(Excerpt to read)

Myth #2 – Carrots improve your eyesight
How many of your moms have said “eat your carrots, they’re good for your eyesight”? This myth is really interesting because it actually has some truth to it and it is one of those sayings that has been present for generations, even before we knew the science behind it.
The scientific basis for this one is that Vitamin A is vital for the eyes as it is used by the photoreceptor cells in the retina which enable eyesight. Carrots do not contain Vitamin A but do contain beta-carotene which is a pro-vitamin that is used by the body to generate Vitamin A. Beta-carotene is also found in other vegetables such as squash, and bell peppers. You can also get Vitamin A from eating fish and meats with a high content of Vitamin A, such as liver.
Some research suggests that carotenoids (an antioxidant) present in carrots, as well as in other fruits and vegetables, may help reduce macular degeneration (a common cause of age-related visual impairment and blindness).

(End Excerpt to read)

* _Exercise directions_: Please answer from the carrot excerpt: what does the body generate from the beta-carotene that carrots contain?

(Given entries)

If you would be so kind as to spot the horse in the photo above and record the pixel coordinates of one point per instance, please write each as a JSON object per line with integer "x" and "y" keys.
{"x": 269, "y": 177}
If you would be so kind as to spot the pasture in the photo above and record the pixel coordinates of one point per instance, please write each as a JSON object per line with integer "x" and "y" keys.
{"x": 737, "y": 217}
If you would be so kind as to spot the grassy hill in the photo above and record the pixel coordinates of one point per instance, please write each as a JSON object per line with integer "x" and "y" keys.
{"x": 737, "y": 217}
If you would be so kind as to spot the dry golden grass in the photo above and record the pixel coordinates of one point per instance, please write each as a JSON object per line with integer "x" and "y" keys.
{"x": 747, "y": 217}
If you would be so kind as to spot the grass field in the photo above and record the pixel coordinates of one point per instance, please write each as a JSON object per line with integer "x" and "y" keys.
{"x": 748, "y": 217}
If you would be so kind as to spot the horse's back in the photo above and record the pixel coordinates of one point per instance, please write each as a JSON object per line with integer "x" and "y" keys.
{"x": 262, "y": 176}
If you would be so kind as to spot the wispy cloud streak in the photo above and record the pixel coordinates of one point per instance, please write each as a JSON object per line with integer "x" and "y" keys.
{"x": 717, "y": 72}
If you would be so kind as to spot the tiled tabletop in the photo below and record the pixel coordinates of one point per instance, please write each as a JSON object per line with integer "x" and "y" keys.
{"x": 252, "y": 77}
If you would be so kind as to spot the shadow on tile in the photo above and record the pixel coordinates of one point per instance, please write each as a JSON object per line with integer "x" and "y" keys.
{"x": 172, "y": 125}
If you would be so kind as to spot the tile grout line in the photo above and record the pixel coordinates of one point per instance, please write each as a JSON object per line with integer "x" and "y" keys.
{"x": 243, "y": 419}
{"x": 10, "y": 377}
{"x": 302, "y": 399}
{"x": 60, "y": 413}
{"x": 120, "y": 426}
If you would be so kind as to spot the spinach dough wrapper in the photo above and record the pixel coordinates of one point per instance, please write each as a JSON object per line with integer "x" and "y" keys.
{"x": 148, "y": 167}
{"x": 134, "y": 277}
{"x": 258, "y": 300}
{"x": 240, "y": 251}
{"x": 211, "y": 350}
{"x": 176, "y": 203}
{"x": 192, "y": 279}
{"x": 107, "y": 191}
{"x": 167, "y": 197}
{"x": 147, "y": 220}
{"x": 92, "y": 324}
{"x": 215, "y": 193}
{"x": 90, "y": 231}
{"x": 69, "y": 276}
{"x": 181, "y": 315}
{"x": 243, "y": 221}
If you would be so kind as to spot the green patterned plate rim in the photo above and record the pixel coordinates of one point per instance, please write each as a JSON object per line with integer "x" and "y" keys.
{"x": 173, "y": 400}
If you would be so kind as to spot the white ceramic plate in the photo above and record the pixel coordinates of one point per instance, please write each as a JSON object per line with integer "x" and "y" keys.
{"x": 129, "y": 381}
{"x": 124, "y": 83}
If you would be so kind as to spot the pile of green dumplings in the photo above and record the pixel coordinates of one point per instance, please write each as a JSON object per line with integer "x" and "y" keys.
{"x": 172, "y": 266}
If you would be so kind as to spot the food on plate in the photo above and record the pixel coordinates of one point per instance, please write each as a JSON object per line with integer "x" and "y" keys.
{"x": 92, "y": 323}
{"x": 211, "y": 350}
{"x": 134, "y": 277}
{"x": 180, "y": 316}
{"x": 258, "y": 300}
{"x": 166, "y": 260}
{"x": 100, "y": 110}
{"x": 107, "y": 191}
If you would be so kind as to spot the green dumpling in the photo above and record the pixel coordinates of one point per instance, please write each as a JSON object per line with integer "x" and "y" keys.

(End Given entries)

* _Answer_: Vitamin A.